--- BEGIN ---

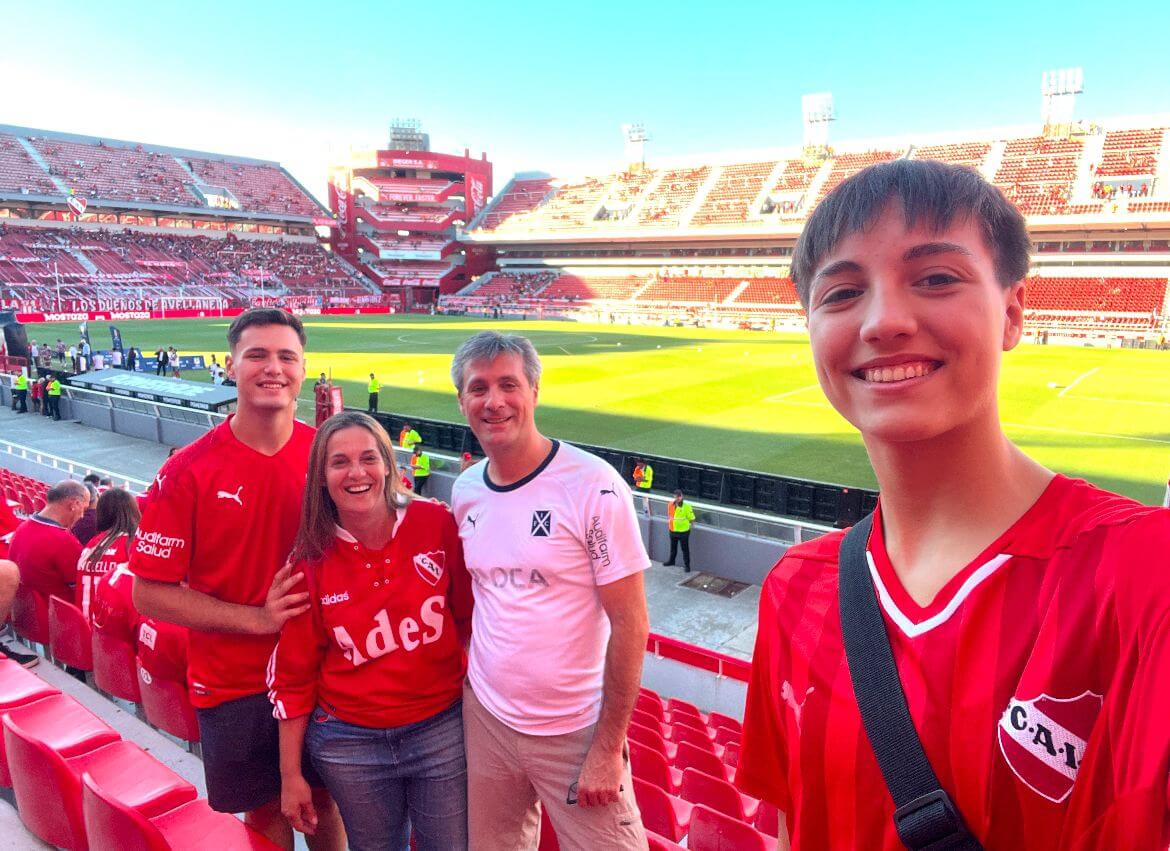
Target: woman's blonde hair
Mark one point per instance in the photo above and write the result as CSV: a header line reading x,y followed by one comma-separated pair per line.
x,y
318,512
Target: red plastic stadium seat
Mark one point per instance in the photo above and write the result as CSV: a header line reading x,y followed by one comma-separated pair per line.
x,y
18,687
714,831
69,635
693,756
700,739
652,739
647,720
681,707
167,706
114,824
717,719
768,819
649,705
652,767
700,788
725,735
660,843
31,616
48,745
114,666
661,811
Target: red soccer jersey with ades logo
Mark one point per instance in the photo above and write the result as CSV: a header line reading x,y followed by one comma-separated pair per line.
x,y
114,557
383,644
222,519
1037,680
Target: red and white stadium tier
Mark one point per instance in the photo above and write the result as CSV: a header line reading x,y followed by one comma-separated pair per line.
x,y
674,192
729,200
263,189
972,153
522,197
1130,152
33,260
19,172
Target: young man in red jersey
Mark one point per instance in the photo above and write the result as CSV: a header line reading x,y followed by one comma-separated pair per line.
x,y
222,519
1029,613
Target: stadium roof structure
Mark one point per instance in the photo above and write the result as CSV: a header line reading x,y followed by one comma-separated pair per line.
x,y
88,172
1112,174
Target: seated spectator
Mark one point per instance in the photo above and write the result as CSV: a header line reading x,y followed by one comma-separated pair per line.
x,y
108,549
9,580
87,527
43,548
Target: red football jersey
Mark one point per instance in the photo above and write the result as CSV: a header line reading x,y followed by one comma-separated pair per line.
x,y
112,610
88,575
222,517
383,644
47,556
1037,680
163,650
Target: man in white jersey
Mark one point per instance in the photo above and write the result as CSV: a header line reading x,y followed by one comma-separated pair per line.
x,y
559,625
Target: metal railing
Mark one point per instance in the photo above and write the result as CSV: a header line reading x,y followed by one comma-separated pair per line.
x,y
68,466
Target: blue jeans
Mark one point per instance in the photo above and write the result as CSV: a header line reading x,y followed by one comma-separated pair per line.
x,y
387,781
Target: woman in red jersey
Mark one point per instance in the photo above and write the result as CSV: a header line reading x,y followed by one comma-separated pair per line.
x,y
1026,613
370,679
105,553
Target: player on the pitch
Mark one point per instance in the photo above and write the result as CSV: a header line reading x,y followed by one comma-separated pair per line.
x,y
222,519
1029,613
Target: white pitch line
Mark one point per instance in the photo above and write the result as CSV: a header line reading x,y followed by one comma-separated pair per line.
x,y
1086,434
790,392
1121,402
1076,381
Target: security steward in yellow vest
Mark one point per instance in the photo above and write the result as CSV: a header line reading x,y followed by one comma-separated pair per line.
x,y
20,393
53,395
372,389
644,480
679,517
420,466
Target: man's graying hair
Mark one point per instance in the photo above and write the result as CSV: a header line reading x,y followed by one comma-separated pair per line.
x,y
930,193
488,345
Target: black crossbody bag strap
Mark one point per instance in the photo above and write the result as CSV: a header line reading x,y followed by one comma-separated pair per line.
x,y
924,815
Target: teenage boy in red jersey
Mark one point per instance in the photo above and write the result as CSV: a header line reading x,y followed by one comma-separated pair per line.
x,y
222,519
1029,613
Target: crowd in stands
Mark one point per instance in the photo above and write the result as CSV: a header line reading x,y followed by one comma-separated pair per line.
x,y
94,169
132,269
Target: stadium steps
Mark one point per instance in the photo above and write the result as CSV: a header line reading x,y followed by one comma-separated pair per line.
x,y
1091,156
40,160
765,190
1162,177
700,197
736,293
647,191
813,192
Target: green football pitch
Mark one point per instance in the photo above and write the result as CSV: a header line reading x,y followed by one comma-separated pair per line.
x,y
735,398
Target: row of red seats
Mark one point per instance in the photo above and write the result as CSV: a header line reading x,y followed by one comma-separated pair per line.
x,y
78,784
22,493
62,628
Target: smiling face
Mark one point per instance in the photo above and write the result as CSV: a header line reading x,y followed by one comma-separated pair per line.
x,y
356,473
268,366
908,328
500,404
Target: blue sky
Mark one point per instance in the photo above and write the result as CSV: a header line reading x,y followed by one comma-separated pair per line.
x,y
546,86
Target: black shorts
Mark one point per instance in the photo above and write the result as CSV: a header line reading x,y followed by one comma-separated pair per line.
x,y
242,756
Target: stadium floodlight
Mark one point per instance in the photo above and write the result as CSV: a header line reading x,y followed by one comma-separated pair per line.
x,y
818,114
1058,98
637,137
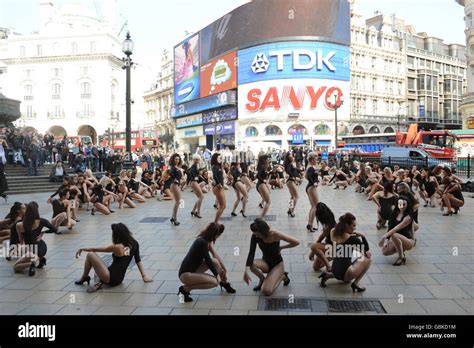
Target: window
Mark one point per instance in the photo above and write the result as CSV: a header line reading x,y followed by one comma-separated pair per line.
x,y
56,91
85,90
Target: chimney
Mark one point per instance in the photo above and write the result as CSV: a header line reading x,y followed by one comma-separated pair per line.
x,y
46,12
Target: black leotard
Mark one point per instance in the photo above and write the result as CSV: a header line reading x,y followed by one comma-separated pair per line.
x,y
218,175
312,176
386,206
197,254
262,176
194,172
119,265
236,175
292,172
271,252
406,231
342,263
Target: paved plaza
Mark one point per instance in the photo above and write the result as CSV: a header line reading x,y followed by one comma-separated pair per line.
x,y
437,279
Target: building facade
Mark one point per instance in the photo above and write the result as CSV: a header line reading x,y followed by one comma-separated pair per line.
x,y
68,74
467,104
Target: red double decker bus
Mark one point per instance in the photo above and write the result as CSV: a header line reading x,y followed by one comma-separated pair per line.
x,y
141,139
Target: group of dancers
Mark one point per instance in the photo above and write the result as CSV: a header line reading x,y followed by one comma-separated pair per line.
x,y
393,193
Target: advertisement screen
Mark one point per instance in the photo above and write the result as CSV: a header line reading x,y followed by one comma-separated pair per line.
x,y
219,75
309,98
291,60
186,70
212,102
263,21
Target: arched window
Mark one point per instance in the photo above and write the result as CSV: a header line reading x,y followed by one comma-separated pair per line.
x,y
251,132
272,131
85,90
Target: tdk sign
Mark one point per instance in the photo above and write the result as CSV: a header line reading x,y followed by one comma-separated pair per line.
x,y
292,60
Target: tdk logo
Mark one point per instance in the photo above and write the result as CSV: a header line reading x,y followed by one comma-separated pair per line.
x,y
260,63
301,59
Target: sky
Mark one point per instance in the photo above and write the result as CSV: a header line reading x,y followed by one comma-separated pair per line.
x,y
158,24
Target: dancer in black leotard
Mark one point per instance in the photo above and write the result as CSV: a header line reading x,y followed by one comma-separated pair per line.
x,y
311,190
385,202
176,175
262,186
30,233
321,249
124,249
218,185
194,178
293,176
345,242
197,261
271,263
239,188
400,236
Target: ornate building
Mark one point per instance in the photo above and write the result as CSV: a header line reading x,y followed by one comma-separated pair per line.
x,y
159,99
68,74
467,105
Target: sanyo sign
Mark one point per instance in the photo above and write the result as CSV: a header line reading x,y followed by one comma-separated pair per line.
x,y
290,60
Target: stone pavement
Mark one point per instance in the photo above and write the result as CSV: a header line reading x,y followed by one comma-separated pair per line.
x,y
437,279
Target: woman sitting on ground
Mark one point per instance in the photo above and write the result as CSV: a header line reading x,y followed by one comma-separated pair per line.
x,y
400,235
197,261
30,233
325,216
347,242
271,263
124,249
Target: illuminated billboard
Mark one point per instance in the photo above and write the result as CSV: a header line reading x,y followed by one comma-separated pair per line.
x,y
219,75
186,70
264,21
291,60
310,99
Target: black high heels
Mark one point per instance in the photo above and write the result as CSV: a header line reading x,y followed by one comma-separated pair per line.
x,y
83,280
185,294
357,288
286,281
227,287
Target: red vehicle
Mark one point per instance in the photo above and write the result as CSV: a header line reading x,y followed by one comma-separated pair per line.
x,y
439,143
141,139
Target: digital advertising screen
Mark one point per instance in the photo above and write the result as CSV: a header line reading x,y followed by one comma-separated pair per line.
x,y
186,70
219,75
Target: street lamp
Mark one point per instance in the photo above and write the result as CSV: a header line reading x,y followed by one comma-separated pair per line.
x,y
127,48
336,107
215,119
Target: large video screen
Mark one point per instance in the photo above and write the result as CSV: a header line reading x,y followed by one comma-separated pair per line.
x,y
264,21
186,70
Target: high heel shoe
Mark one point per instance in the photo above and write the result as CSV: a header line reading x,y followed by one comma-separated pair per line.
x,y
400,261
227,287
357,288
286,282
32,270
83,280
185,294
42,263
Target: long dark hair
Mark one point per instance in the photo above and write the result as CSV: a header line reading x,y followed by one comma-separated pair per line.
x,y
214,159
172,160
122,235
31,215
344,221
212,232
324,215
262,160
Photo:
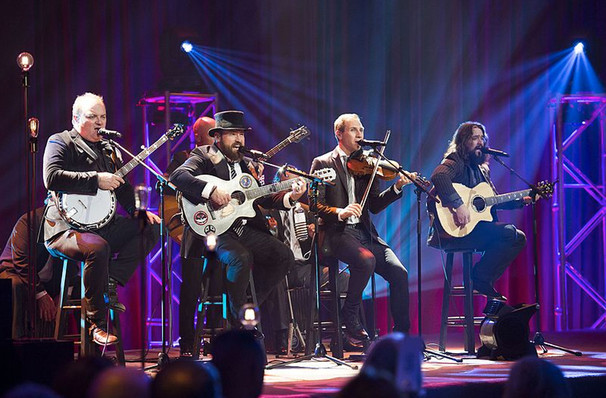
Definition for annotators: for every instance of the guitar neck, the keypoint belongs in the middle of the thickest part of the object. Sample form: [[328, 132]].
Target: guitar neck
[[278, 147], [124, 170], [507, 197], [255, 193]]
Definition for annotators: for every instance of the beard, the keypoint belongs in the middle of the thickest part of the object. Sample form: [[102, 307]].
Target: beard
[[476, 157], [231, 152]]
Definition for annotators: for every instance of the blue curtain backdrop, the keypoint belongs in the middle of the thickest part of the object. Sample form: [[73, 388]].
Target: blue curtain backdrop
[[418, 68]]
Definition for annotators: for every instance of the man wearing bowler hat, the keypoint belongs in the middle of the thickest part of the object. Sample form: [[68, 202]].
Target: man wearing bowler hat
[[247, 241]]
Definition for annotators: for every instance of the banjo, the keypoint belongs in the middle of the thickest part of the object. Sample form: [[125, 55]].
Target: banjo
[[94, 211]]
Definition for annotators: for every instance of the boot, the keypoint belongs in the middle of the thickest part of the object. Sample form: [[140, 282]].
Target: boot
[[112, 296]]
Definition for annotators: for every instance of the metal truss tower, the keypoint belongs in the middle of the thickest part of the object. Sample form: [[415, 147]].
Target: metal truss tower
[[579, 206], [160, 112]]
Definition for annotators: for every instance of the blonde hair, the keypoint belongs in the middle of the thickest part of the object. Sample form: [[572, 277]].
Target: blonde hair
[[81, 100], [341, 120]]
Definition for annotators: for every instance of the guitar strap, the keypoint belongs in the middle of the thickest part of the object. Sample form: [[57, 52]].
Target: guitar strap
[[486, 173]]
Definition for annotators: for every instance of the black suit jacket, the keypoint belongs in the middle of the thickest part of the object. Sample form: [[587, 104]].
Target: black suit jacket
[[70, 166], [209, 160], [331, 198]]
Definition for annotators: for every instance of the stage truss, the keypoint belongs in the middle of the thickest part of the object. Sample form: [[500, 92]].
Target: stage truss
[[577, 120], [185, 108]]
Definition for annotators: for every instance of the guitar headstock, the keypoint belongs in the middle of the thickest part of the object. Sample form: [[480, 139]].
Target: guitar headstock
[[298, 134], [175, 131], [544, 189]]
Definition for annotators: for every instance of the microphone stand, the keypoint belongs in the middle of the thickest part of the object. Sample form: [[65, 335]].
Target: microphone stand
[[165, 308], [421, 186], [319, 350], [538, 339]]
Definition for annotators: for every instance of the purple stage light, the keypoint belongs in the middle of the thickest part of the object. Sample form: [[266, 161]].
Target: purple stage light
[[187, 46], [579, 48]]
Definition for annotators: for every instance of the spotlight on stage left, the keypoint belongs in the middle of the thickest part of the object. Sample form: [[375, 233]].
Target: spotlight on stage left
[[25, 61], [186, 46], [579, 48], [249, 316]]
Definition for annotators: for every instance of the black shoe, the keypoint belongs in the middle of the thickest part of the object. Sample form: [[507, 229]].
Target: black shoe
[[486, 289], [354, 329], [112, 296], [101, 336]]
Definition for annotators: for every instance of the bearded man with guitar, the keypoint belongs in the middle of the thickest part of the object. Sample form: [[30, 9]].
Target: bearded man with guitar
[[82, 162], [214, 181], [466, 217]]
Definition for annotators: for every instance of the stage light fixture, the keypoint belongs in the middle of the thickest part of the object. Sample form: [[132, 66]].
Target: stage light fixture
[[187, 46], [249, 316], [579, 48], [25, 61]]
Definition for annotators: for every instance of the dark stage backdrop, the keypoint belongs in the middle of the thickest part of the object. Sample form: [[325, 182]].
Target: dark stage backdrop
[[418, 68]]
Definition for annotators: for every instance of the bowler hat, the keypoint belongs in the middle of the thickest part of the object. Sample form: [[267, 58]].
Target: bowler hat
[[229, 120]]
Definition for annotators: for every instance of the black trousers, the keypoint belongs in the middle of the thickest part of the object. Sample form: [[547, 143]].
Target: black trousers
[[364, 255], [130, 238], [191, 288], [500, 242], [268, 258]]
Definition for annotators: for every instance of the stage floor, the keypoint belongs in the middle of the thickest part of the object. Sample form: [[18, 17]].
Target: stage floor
[[445, 378]]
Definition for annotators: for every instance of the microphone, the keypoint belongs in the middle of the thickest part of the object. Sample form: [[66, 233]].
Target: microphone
[[371, 143], [300, 223], [109, 133], [33, 124], [494, 152], [252, 153]]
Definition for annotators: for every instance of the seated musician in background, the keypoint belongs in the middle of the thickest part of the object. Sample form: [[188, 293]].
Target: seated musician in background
[[247, 241], [80, 161], [295, 227], [14, 265], [466, 164], [191, 268], [351, 236]]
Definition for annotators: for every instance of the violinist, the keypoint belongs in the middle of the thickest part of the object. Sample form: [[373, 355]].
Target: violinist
[[349, 234]]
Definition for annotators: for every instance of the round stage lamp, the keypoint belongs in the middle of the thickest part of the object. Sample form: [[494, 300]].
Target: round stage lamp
[[25, 61], [579, 48], [249, 316], [187, 46]]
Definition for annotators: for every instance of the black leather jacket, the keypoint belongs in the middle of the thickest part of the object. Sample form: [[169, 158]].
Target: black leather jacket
[[70, 166]]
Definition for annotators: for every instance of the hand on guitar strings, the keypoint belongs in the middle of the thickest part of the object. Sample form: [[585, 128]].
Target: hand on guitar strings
[[109, 181], [462, 216], [298, 188], [220, 197]]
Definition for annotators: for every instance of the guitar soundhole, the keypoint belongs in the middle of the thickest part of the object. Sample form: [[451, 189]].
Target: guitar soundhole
[[479, 204], [238, 196]]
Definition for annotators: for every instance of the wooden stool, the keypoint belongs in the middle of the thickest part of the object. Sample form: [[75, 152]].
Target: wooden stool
[[207, 300], [66, 304], [467, 320]]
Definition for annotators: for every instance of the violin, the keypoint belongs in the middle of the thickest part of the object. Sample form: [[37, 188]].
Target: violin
[[362, 164]]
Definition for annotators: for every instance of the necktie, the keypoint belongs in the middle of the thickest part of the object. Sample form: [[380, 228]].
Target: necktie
[[238, 226], [289, 238], [351, 196], [232, 171]]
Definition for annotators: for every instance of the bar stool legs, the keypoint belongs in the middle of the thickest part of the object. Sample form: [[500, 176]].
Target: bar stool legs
[[66, 304], [467, 320]]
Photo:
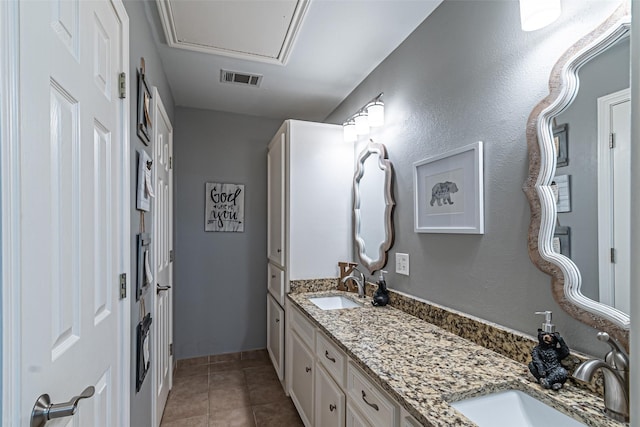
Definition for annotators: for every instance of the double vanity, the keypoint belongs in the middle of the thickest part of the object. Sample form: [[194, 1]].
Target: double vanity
[[380, 366]]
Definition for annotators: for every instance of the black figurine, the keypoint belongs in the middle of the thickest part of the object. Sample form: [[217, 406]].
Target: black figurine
[[545, 360], [381, 297]]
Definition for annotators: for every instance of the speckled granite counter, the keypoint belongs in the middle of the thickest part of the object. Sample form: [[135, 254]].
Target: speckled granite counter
[[424, 367]]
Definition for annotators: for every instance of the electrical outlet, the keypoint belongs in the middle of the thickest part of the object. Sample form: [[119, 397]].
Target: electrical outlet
[[402, 264]]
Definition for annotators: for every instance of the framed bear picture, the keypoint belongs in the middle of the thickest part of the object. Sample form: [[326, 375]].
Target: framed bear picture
[[448, 192]]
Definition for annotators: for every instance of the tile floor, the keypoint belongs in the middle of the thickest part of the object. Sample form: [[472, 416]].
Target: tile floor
[[234, 390]]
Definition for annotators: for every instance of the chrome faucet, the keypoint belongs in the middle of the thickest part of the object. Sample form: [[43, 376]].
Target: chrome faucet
[[360, 282], [615, 369]]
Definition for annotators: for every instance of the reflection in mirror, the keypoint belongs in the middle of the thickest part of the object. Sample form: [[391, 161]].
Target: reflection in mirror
[[600, 109], [575, 98], [373, 206]]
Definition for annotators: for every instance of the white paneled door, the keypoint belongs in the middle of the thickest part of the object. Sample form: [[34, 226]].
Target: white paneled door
[[74, 210], [163, 245]]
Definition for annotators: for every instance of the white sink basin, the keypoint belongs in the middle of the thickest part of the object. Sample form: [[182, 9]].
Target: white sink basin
[[512, 408], [334, 302]]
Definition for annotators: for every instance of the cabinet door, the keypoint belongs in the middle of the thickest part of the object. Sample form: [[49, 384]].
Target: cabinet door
[[330, 401], [275, 335], [275, 283], [276, 199], [354, 419], [302, 369]]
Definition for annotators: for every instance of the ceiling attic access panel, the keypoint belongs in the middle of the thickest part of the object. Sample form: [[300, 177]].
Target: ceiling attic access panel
[[256, 30]]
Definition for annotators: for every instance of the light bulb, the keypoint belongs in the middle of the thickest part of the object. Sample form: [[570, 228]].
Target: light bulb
[[349, 131], [376, 114], [362, 123]]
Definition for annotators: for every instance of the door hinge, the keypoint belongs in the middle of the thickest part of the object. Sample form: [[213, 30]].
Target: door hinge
[[122, 85], [123, 285]]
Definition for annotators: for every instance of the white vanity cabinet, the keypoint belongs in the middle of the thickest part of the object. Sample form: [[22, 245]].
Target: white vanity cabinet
[[309, 207], [378, 409], [339, 393], [354, 418], [275, 334], [406, 420], [301, 377], [330, 401]]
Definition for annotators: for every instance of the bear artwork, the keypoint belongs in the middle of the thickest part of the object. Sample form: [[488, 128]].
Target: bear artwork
[[441, 192], [545, 360]]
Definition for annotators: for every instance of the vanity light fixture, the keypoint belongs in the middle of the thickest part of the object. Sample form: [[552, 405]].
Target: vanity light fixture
[[349, 128], [362, 123], [536, 14], [370, 115]]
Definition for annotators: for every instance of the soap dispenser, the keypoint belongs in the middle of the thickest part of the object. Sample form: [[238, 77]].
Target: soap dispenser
[[545, 363], [381, 296]]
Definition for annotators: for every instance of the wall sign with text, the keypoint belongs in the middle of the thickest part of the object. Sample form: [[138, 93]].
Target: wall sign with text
[[224, 207]]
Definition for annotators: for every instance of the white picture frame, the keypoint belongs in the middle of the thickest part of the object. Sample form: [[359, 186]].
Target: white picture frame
[[224, 207], [449, 192]]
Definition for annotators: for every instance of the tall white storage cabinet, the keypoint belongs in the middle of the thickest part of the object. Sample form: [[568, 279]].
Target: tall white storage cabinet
[[310, 174]]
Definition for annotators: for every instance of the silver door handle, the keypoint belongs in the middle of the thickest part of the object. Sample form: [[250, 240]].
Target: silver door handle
[[162, 288], [44, 410]]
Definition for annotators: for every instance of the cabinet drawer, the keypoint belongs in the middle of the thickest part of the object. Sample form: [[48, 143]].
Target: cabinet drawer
[[330, 401], [331, 357], [300, 324], [275, 283], [369, 399]]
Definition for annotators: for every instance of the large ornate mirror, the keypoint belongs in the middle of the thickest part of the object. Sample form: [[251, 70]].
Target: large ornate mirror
[[373, 206], [574, 202]]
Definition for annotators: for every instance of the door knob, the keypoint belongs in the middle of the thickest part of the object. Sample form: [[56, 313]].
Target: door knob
[[161, 288], [44, 410]]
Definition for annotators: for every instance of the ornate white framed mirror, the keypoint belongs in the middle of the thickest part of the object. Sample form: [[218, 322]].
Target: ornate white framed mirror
[[373, 206], [577, 289]]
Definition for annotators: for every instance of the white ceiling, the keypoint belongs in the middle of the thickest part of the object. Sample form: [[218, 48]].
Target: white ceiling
[[338, 43]]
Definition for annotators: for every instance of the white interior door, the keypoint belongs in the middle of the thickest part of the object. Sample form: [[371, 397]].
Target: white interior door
[[74, 192], [163, 245], [614, 199]]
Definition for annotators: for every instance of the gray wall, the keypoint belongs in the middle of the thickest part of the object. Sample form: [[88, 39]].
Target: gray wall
[[469, 73], [141, 45], [607, 73], [220, 278], [634, 339]]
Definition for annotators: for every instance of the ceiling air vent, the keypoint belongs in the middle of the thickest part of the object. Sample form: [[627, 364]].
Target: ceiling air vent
[[240, 78]]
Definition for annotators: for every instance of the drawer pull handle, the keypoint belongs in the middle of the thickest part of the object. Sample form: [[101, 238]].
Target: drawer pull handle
[[326, 354], [373, 405]]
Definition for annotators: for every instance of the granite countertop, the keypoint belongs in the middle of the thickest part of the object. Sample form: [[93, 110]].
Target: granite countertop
[[424, 367]]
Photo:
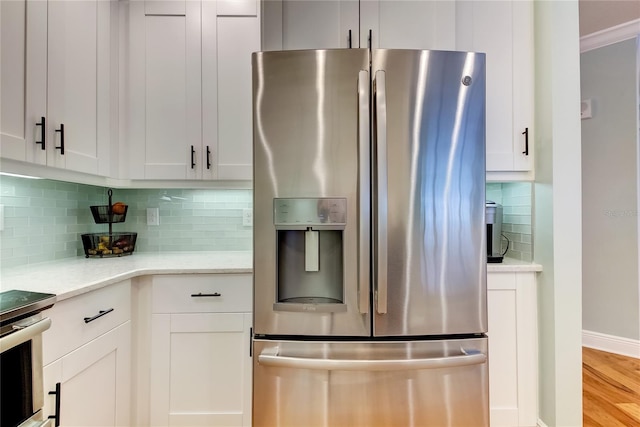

--- END ---

_Task directions_
Retype the entries that begin at the line containing "Definition for annotators: for every instance of the metal" and end after the line containing "[[579, 206], [160, 112]]", with both of those lines included.

_Output for this exercise_
Definition for annotators: for every instance of the metal truss tower, the keypoint belongs in the middle of the thickest part of the object. Sample form: [[415, 147]].
Target: metal truss tower
[[579, 206], [160, 112]]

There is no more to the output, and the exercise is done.